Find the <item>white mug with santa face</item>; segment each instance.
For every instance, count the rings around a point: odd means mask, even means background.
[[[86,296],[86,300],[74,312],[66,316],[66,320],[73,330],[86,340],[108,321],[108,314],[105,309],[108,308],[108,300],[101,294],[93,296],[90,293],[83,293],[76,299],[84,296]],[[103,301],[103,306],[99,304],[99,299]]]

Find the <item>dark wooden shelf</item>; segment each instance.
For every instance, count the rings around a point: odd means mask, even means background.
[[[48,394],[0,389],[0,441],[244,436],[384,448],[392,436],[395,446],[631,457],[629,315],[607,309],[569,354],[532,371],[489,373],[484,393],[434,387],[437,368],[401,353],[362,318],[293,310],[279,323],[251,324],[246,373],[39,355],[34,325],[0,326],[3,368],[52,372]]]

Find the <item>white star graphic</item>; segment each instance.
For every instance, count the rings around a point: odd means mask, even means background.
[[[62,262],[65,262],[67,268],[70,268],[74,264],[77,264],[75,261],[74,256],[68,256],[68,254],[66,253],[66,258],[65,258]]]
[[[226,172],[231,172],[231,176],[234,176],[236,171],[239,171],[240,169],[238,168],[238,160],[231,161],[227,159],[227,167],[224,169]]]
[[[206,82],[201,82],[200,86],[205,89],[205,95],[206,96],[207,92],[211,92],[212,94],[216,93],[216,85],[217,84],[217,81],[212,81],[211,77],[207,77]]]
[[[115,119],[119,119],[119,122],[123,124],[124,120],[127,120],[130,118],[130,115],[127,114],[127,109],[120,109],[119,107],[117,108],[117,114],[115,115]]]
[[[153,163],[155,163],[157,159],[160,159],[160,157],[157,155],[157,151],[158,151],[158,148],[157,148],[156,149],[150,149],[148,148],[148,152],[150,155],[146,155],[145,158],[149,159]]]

----

◆ STATED PROBLEM:
How many lines in the listing above contain the word "white"? Reply with the number alone.

◆ EXERCISE RESPONSE:
2